-- start of Data shown --

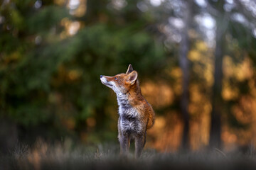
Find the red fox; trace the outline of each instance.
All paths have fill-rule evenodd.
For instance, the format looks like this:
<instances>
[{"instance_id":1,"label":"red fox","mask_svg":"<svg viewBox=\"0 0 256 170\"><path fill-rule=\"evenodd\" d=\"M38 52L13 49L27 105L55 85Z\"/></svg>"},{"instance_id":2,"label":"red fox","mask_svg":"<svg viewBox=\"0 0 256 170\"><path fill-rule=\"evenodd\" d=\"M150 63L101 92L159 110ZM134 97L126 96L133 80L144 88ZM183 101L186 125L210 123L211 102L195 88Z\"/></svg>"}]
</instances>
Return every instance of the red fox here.
<instances>
[{"instance_id":1,"label":"red fox","mask_svg":"<svg viewBox=\"0 0 256 170\"><path fill-rule=\"evenodd\" d=\"M125 74L100 76L102 83L117 94L119 106L118 139L120 154L127 156L131 140L135 141L135 157L139 157L146 143L146 132L154 122L154 112L142 94L138 74L131 64Z\"/></svg>"}]
</instances>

-- end of Data shown --

[Instructions for the task]: Put the lines above into a numbered list, omitting blank lines and leaving out the pictures.

[Result below]:
1. Find the red fox; trace the outline of each instance.
2. All paths have fill-rule evenodd.
3. For instance, the format looks like this:
4. <instances>
5. [{"instance_id":1,"label":"red fox","mask_svg":"<svg viewBox=\"0 0 256 170\"><path fill-rule=\"evenodd\" d=\"M38 52L13 49L27 105L55 85Z\"/></svg>"},{"instance_id":2,"label":"red fox","mask_svg":"<svg viewBox=\"0 0 256 170\"><path fill-rule=\"evenodd\" d=\"M150 63L101 92L159 110ZM134 97L126 96L133 80L144 88ZM183 101L186 125L210 123L211 102L195 88Z\"/></svg>"}]
6. </instances>
7. Return every instance of the red fox here.
8. <instances>
9. [{"instance_id":1,"label":"red fox","mask_svg":"<svg viewBox=\"0 0 256 170\"><path fill-rule=\"evenodd\" d=\"M125 74L100 76L102 83L117 94L119 106L118 139L120 154L127 156L131 140L135 141L135 157L139 157L146 143L146 132L154 122L154 112L142 94L138 74L131 64Z\"/></svg>"}]
10. </instances>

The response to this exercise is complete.